→ PROBLEM:
Print the passage on Naples in Mozart's lifetime word for word, starting with "During Mozart's lifetime, royal" and going on through "Pompeii and Herculaneum.".

→ GIVEN TEXT:
++++
Mozart &
Material Culture


During Mozart's lifetime, royal seat of the Kingdom of Naples. Formerly under Habsburg domain, Charles, Duke of Parma, took the Sicilian crown in 1734; when he became Carlos III of Spain in 1759 he installed his brother, Philip, as Ferdinand III of Sicily and Ferdinand IV of Naples, which remained under Bourbon control until 1860. During this time the city witnessed considerable new construction and restoration, including the building or renovation of the Teatro San Carlo, the Palazzo Reale, the Reggia di Capodimonte, the Villa di Portici, the royal palace at Caserta, the Piazza Mercato and the Cimitero di Poggioreale. It was also a prominent stopping place on the Grand Tour, in part for its proximity to Vesuvius and the recently-discovered towns of Pompeii and Herculaneum.
++++
→ DATA LISTING:
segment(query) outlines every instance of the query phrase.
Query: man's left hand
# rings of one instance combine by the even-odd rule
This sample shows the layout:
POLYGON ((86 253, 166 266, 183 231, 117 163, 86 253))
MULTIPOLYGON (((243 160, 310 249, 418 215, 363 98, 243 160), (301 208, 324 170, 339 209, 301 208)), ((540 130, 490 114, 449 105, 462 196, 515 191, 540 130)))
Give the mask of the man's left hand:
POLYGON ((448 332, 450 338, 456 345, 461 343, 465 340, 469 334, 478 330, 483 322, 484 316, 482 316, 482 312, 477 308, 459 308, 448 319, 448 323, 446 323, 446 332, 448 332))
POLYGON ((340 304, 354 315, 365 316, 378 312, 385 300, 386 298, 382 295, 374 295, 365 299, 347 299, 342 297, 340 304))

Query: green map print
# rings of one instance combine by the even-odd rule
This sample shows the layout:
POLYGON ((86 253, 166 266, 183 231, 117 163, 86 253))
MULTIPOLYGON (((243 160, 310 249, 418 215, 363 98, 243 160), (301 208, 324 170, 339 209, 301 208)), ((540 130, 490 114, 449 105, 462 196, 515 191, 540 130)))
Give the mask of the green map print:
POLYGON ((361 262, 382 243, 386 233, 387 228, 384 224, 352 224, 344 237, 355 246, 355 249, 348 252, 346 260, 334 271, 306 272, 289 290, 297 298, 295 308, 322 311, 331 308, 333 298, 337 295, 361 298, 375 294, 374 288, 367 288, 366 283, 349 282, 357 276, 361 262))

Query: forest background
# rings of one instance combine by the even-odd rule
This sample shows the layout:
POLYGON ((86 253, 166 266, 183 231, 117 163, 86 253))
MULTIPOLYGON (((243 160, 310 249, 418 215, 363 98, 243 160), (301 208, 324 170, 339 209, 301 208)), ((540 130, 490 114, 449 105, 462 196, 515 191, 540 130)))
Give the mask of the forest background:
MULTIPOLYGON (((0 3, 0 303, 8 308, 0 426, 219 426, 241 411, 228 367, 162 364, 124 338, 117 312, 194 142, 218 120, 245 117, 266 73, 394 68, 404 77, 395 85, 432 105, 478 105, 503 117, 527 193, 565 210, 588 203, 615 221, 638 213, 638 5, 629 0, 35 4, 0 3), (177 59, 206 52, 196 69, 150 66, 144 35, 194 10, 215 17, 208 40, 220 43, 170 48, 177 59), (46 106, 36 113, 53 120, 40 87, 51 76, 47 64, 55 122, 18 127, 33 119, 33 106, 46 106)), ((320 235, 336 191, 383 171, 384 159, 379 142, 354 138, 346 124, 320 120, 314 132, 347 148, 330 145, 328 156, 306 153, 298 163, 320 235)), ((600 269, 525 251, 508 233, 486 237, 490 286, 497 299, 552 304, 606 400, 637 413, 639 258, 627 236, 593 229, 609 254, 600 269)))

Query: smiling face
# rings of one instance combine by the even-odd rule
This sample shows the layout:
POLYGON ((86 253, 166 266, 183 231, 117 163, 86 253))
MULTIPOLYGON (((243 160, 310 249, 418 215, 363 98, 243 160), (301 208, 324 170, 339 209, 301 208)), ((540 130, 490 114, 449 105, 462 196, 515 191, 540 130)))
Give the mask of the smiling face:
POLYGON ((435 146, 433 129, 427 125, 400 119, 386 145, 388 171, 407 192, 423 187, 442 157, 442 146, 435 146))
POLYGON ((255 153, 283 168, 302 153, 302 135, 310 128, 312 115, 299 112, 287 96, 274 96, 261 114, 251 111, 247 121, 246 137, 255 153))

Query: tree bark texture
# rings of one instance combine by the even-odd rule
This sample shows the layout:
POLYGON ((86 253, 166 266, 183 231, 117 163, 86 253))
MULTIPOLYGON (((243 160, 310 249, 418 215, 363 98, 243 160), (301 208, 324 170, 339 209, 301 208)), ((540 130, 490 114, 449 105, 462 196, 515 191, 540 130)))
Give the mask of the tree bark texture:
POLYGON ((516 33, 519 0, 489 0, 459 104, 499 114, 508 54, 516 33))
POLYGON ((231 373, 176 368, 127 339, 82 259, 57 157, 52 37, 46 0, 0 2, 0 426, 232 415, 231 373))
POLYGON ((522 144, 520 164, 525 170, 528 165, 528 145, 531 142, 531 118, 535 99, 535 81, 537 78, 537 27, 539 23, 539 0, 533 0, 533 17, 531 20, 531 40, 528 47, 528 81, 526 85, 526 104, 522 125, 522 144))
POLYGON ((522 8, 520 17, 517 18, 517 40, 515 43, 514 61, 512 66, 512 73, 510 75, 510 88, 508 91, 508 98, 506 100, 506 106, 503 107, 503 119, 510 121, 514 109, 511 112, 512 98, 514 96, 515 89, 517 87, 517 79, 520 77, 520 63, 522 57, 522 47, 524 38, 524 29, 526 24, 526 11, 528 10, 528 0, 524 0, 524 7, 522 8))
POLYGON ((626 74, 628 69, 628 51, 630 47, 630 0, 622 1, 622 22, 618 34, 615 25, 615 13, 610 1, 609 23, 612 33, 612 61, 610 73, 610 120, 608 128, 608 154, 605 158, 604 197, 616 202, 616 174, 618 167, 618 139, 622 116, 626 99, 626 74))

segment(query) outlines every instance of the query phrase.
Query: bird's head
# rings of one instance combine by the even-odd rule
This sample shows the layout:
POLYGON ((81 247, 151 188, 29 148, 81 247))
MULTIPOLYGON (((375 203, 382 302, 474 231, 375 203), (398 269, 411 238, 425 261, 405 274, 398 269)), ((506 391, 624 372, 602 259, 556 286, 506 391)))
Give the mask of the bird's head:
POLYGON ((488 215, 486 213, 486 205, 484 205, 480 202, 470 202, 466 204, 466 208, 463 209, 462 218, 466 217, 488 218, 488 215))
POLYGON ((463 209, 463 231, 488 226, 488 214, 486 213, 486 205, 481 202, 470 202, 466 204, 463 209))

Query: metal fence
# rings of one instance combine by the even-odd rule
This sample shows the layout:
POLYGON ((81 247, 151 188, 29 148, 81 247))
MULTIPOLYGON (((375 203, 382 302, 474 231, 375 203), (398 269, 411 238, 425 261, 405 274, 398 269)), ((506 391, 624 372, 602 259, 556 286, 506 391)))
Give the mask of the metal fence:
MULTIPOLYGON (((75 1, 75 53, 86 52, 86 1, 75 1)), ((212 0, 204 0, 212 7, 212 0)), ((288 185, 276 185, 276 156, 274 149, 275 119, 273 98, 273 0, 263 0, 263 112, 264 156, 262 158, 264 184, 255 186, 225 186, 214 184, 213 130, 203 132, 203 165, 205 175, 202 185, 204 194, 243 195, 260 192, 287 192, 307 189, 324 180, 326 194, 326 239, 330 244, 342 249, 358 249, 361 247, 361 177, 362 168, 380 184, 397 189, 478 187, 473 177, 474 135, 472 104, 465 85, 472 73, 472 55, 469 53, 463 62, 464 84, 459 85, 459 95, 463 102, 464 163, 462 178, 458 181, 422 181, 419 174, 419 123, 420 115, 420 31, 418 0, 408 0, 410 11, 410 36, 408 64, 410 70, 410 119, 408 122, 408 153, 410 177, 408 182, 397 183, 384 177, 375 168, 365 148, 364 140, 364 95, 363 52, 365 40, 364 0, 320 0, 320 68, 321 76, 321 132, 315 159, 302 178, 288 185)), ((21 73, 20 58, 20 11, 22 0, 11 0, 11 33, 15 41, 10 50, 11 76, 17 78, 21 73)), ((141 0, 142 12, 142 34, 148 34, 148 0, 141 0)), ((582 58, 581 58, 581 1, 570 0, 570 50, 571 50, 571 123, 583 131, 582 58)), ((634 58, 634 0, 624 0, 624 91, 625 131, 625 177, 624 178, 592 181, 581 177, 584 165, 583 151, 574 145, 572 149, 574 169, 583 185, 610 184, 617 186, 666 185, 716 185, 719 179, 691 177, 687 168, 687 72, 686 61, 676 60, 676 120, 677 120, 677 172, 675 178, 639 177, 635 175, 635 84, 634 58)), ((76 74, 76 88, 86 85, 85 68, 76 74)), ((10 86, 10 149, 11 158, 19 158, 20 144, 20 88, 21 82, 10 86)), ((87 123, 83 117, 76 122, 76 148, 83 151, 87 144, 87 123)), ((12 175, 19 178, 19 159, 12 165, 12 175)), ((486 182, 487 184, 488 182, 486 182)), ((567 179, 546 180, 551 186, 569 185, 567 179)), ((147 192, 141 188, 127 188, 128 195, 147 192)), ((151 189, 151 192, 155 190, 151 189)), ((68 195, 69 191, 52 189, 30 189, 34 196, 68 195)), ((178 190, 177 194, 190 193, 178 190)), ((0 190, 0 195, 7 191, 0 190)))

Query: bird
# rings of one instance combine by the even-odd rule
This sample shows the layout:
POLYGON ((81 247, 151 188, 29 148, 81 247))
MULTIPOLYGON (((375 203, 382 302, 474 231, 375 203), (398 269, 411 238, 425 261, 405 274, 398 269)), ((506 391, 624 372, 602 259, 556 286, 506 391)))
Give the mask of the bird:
++++
→ RESPONSE TO THE TASK:
During Mozart's lifetime, royal seat of the Kingdom of Naples. Formerly under Habsburg domain, Charles, Duke of Parma, took the Sicilian crown in 1734; when he became Carlos III of Spain in 1759 he installed his brother, Philip, as Ferdinand III of Sicily and Ferdinand IV of Naples, which remained under Bourbon control until 1860. During this time the city witnessed considerable new construction and restoration, including the building or renovation of the Teatro San Carlo, the Palazzo Reale, the Reggia di Capodimonte, the Villa di Portici, the royal palace at Caserta, the Piazza Mercato and the Cimitero di Poggioreale. It was also a prominent stopping place on the Grand Tour, in part for its proximity to Vesuvius and the recently-discovered towns of Pompeii and Herculaneum.